De rechtbank is gelet op de conclusies van de deskundige van oordeel dat het hiervoor bewezen verklaarde in verminderde mate aan verdachte kan worden toegerekend.
Verdachte is strafbaar, omdat niet is gebleken van een omstandigheid die zijn strafbaarheid geheel uitsluit.

8.OPLEGGING VAN STRAF

8.1
De vordering van de officier van justitie
De officier van justitie heeft gevorderd het jeugdstrafrecht van toepassing te verklaren en verdachte ter zake van het door haar bewezen geachte te veroordelen tot een jeugddetentie van achttien maanden, met aftrek van het voorarrest, waarvan een gedeelte van zes maanden voorwaardelijk met een proeftijd van twee jaren, met de bijzondere voorwaarden zoals die zijn geadviseerd door Tactus, waarbij de klinische opname op maximaal één jaar moet worden bepaald, en daarnaast ook een contactverbod met het slachtoffer. De officier van justitie heeft voorts gevorderd de te stellen voorwaarden en het uit te oefenen toezicht dadelijk uitvoerbaar te verklaren.
8.2
Het standpunt van de verdediging
De raadsvrouw heeft eveneens bepleit verdachte conform het jeugdstrafrecht te veroordelen. Gelet op hetgeen volgens de raadsvrouw bewezen kan worden verklaard, is een langere onvoorwaardelijke jeugddetentie dan de tijd die verdachte in voorarrest heeft doorgebracht niet op zijn plaats. Een stevig begeleidingskader is nodig en verdachte is gemotiveerd om langdurige en intramurale hulp te krijgen.

○ ○ ○ ○ ○

__Opdracht__
Geef voor elk van de volgende beweringen aan of ze overeenkomt met de brontekst. Antwoord telkens met ja of nee en citeer letterlijk de woorden uit de brontekst die de doorslag geven.
(a) De officier van justitie heeft een jeugddetentie van achttien maanden gevorderd.
(b) De raadsvrouw heeft bepleit verdachte volgens het volwassenenstrafrecht te veroordelen.
(c) De proeftijd die de officier van justitie vorderde, bedraagt één jaar.

○ ○ ○ ○ ○

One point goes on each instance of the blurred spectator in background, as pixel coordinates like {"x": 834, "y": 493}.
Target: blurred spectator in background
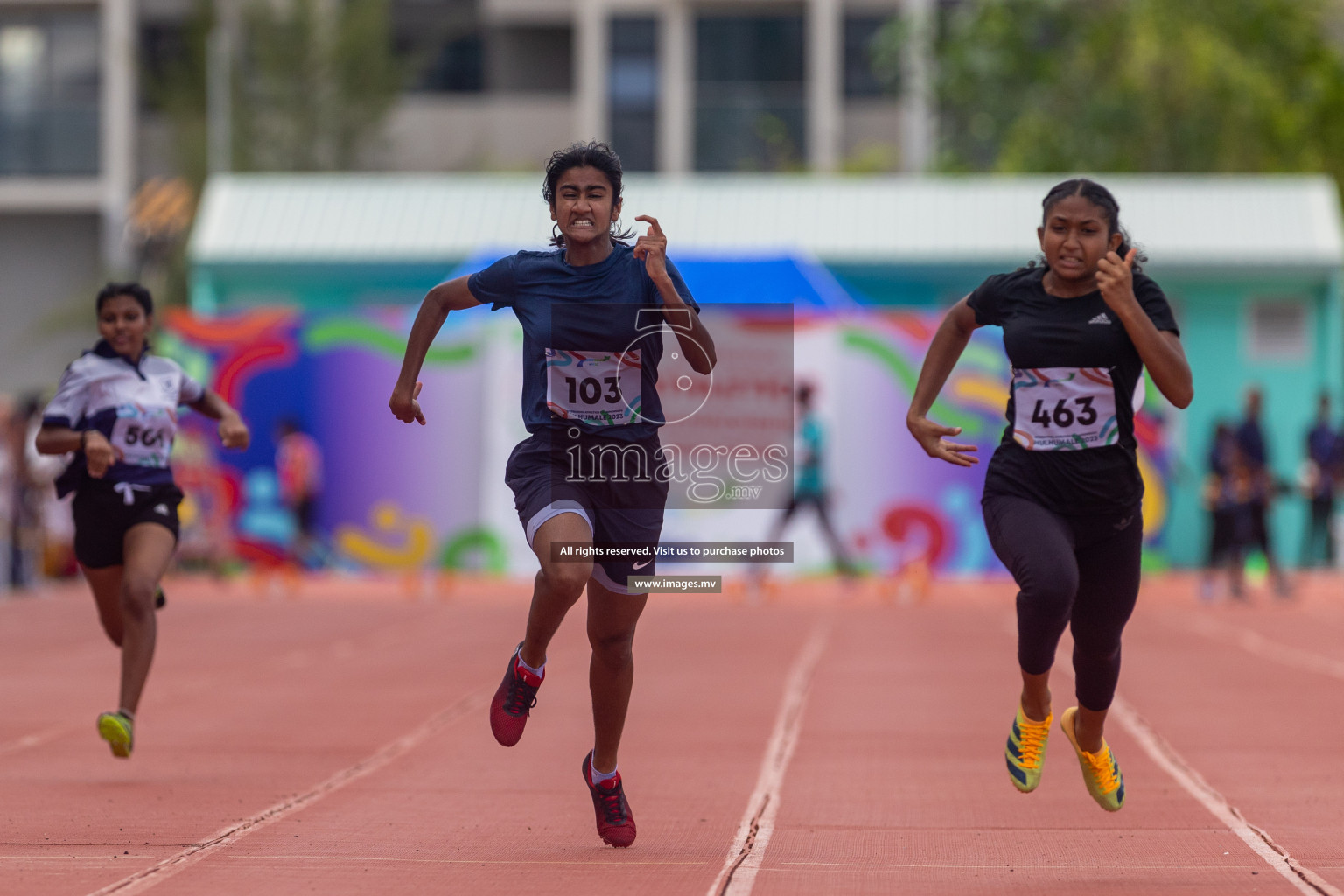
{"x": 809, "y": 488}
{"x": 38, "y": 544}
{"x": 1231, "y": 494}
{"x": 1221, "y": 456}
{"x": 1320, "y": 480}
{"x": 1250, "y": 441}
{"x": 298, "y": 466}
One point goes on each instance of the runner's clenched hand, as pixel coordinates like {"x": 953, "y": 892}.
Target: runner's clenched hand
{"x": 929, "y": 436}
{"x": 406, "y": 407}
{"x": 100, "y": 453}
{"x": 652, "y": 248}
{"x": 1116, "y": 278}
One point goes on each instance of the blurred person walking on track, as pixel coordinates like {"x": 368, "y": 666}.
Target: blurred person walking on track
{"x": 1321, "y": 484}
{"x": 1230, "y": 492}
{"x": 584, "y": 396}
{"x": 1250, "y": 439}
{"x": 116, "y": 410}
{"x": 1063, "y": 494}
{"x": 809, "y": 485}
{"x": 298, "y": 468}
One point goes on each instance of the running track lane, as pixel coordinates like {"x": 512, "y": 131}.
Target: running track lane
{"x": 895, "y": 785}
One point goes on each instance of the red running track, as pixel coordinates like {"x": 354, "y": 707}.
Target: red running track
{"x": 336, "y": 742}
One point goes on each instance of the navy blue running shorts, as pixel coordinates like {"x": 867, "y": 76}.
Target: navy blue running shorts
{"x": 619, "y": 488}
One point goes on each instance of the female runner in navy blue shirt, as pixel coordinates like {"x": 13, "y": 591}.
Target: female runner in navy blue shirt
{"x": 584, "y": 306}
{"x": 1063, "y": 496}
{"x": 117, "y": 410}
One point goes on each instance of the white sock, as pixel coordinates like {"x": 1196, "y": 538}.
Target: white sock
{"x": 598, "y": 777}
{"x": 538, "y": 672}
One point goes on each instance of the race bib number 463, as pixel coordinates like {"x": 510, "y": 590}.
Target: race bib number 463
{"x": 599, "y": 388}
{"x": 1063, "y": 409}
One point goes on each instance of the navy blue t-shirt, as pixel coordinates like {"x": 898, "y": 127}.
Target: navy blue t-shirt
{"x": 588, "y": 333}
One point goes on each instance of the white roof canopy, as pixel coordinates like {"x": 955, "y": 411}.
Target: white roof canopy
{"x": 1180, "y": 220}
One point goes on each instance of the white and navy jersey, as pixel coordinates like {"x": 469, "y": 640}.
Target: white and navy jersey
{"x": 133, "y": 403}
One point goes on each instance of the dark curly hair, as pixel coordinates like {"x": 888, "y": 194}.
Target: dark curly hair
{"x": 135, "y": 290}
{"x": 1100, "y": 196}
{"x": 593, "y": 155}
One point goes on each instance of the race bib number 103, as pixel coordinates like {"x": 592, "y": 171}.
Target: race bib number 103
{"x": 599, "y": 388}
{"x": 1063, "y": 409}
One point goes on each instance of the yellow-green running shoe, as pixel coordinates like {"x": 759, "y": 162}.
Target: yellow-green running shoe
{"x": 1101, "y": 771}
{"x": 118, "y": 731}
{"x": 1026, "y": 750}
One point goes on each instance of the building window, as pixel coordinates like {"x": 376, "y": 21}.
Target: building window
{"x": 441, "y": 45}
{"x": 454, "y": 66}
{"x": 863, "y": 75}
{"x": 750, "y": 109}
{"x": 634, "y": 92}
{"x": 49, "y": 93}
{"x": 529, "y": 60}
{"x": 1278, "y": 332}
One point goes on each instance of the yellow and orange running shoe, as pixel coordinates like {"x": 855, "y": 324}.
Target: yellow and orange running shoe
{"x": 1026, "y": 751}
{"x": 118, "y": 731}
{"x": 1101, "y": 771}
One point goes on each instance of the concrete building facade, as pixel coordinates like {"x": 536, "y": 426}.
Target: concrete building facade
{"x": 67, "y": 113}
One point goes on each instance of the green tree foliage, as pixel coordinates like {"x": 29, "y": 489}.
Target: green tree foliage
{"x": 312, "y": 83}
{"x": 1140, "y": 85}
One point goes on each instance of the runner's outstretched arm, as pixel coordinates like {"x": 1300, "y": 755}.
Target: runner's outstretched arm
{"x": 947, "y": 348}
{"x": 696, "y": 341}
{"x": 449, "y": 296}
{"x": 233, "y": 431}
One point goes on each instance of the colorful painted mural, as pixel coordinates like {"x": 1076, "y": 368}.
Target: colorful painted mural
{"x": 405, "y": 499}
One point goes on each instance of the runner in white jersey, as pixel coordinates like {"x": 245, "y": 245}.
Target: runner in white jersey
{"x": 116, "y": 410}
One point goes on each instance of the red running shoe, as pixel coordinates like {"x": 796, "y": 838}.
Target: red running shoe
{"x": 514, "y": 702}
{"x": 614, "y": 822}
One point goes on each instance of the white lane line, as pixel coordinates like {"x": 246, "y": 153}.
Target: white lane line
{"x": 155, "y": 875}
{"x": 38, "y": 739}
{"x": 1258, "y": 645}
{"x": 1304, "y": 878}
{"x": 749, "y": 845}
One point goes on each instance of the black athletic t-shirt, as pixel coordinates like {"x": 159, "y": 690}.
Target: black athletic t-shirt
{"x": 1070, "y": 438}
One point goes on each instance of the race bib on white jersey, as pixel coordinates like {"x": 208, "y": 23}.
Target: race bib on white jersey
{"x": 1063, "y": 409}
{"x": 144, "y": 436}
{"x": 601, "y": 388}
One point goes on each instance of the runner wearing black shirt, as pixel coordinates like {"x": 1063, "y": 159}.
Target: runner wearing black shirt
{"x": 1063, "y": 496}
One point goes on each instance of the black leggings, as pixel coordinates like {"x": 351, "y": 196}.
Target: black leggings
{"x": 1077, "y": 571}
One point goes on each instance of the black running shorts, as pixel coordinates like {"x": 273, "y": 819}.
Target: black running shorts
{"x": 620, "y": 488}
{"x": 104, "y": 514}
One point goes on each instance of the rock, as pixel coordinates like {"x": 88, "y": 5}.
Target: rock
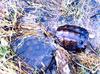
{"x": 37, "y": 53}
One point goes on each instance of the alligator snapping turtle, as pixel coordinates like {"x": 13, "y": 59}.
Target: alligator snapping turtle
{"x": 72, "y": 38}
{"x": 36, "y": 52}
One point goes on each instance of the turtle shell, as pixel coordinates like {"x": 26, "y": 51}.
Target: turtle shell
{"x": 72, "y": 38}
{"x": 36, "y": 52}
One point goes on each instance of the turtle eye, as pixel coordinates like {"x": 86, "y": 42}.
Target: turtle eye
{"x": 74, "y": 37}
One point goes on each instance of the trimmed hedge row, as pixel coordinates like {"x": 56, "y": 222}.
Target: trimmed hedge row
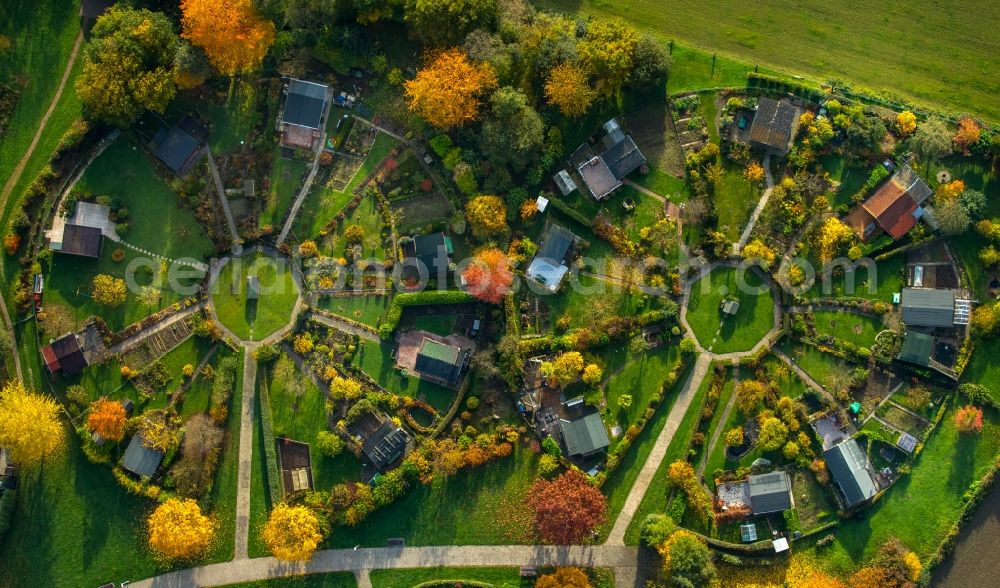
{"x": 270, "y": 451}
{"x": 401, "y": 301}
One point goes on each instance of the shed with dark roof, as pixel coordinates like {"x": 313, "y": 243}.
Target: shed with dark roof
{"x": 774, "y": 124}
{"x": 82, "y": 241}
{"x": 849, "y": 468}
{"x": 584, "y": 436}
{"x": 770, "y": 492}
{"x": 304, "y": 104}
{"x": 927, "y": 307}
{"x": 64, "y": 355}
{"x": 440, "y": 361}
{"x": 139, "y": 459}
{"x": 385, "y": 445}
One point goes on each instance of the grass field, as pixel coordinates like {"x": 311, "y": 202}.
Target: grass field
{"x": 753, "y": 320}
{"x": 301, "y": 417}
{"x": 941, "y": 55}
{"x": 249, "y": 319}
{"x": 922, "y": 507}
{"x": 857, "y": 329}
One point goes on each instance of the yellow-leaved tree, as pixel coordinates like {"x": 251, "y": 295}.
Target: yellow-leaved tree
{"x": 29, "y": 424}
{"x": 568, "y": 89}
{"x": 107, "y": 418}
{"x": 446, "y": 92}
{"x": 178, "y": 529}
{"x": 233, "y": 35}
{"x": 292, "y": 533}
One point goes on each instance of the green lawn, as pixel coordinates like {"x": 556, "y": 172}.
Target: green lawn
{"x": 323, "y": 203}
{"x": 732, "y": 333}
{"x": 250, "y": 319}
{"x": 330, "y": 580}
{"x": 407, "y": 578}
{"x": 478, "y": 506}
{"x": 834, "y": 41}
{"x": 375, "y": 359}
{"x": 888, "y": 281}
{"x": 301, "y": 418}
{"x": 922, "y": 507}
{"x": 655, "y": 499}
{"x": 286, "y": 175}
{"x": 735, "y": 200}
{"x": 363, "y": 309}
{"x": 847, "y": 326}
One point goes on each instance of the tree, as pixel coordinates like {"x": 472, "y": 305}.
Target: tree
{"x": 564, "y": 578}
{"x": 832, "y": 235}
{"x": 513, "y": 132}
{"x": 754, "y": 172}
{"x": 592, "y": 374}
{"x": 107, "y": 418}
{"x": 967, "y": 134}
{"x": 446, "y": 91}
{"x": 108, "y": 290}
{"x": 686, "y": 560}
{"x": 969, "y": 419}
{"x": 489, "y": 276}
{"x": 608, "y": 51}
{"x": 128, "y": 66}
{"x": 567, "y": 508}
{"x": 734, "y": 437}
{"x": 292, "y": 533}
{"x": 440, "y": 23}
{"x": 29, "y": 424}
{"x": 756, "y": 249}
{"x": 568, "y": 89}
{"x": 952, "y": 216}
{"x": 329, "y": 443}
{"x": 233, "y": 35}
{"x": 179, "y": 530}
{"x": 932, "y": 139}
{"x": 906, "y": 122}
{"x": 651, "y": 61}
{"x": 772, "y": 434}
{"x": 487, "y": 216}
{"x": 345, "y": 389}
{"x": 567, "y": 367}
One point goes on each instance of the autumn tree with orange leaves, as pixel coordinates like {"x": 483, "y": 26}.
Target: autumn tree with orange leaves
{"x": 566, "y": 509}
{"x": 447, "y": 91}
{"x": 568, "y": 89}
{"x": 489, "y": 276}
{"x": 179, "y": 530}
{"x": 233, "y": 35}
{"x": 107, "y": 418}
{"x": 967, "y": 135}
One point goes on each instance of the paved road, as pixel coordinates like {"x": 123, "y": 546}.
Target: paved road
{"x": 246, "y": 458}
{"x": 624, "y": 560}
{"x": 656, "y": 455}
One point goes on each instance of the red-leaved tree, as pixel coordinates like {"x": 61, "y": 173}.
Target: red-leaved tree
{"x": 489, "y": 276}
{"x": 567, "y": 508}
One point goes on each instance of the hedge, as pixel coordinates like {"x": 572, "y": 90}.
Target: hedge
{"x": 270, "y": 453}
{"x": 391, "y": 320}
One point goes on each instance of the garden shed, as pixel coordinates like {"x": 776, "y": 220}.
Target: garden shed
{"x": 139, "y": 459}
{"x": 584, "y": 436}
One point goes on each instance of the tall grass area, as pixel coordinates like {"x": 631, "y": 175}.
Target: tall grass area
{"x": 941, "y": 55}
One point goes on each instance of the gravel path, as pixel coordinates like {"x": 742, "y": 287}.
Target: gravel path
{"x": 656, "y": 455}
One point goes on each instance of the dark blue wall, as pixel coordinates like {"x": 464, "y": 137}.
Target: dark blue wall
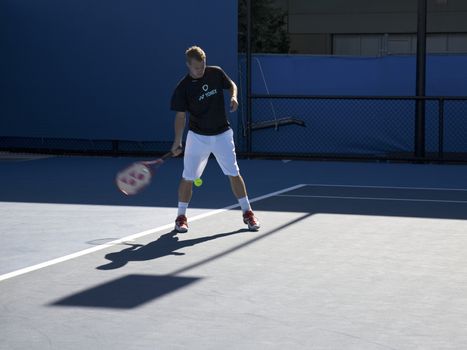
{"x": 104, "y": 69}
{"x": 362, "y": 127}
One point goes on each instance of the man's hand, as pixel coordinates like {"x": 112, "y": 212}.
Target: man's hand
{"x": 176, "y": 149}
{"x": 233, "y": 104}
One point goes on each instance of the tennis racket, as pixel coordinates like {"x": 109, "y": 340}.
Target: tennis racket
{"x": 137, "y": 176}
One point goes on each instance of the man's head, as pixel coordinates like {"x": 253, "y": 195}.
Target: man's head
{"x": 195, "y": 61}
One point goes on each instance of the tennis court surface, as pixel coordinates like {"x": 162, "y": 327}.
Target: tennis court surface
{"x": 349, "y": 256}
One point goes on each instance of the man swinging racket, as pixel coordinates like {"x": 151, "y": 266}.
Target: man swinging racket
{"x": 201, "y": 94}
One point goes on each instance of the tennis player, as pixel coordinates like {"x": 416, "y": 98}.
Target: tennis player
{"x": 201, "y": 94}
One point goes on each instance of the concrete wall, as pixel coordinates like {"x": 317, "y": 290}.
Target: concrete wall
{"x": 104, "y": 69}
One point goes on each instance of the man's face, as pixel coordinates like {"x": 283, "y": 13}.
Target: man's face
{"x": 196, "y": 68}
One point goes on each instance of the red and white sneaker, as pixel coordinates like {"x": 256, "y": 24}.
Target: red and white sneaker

○ ○ ○ ○ ○

__Antwoord__
(a) Ja: "een jeugddetentie van achttien maanden"
(b) Nee: "De raadsvrouw heeft eveneens bepleit verdachte conform het jeugdstrafrecht te veroordelen."
(c) Nee: "voorwaardelijk met een proeftijd van twee jaren"